Data rows.
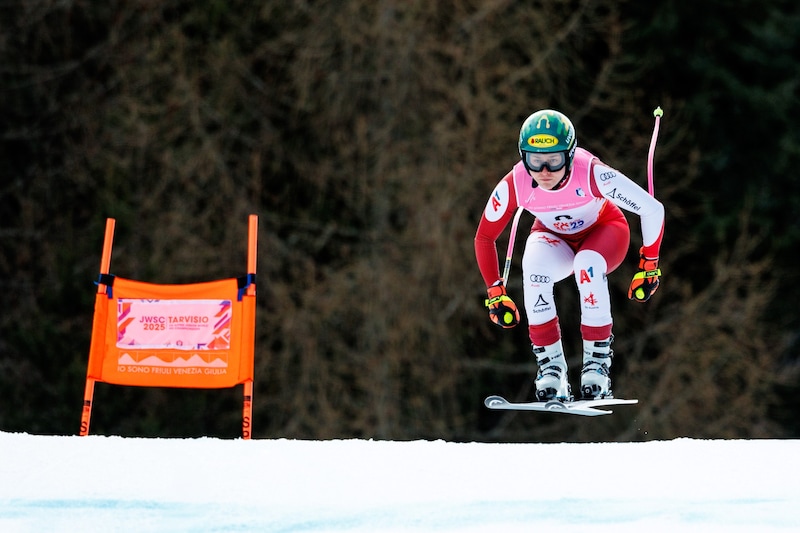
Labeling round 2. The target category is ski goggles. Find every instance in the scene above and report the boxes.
[522,152,567,172]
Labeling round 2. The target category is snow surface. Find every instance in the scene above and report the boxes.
[0,432,800,533]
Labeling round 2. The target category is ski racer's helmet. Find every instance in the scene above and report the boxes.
[519,109,578,177]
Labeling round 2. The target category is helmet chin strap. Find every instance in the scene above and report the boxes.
[550,169,572,191]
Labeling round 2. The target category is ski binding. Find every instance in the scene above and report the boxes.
[483,396,639,416]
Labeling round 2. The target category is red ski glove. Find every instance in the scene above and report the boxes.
[628,255,661,302]
[486,281,519,328]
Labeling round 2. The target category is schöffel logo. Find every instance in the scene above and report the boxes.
[528,133,558,148]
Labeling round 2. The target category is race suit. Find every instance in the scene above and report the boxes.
[475,148,664,346]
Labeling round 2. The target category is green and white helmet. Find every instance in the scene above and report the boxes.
[519,109,578,174]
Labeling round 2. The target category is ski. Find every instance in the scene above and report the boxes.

Request. Rewrite all of the lines above with "Labeling round 2" changed to "Labeling round 3" and nothing else altered. Leave the pictures out.

In response.
Labeling round 3. The target category is ski goggles. Find every instance in the scene above and report the boxes.
[522,152,567,172]
Labeling round 3. The target category is snow surface. Find every instance in the scene above and report the boxes.
[0,432,800,533]
Labeling round 3. The target category is ski racer's helmet. Find every instance in the scene above and report the boxes.
[519,109,578,177]
Labeling round 3. The target category is helmet chin strap. Find every instance in the scene above and report the boxes.
[550,169,572,191]
Labeling round 3. The target category is ski binding. Find every instance in the scene above and report the boxes.
[483,396,639,416]
Labeling round 3. The target category is red ski glove. Find every instance in the scene above and report the boxes.
[628,255,661,302]
[486,281,519,328]
Labeling round 3. The target category is schöffel logo. Find every instance in the scene above and report the boxes.
[528,133,558,148]
Labeling round 3. The target category is race suit. Find every instance in the scene above and report the boxes.
[475,148,664,346]
Labeling round 3. The target category is green and white helmet. Find every instance in the scene above and report the boxes.
[519,109,578,174]
Labeling round 3. The target category is ski. Find every instance in the scene above and report the boxes.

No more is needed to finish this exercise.